▶ WRITTEN REQUEST: Retype every row below without changing a single character.

--- Start THE INPUT ---

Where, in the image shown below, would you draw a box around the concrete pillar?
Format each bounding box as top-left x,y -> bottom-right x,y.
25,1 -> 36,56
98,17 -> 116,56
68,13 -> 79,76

--- End THE INPUT ---

▶ RESULT FOR THIS EXERCISE:
Where, in the image shown below, would you draw a box around the concrete pillar?
Format each bounding box as top-left x,y -> bottom-right x,y.
25,1 -> 36,56
98,17 -> 116,56
68,13 -> 79,76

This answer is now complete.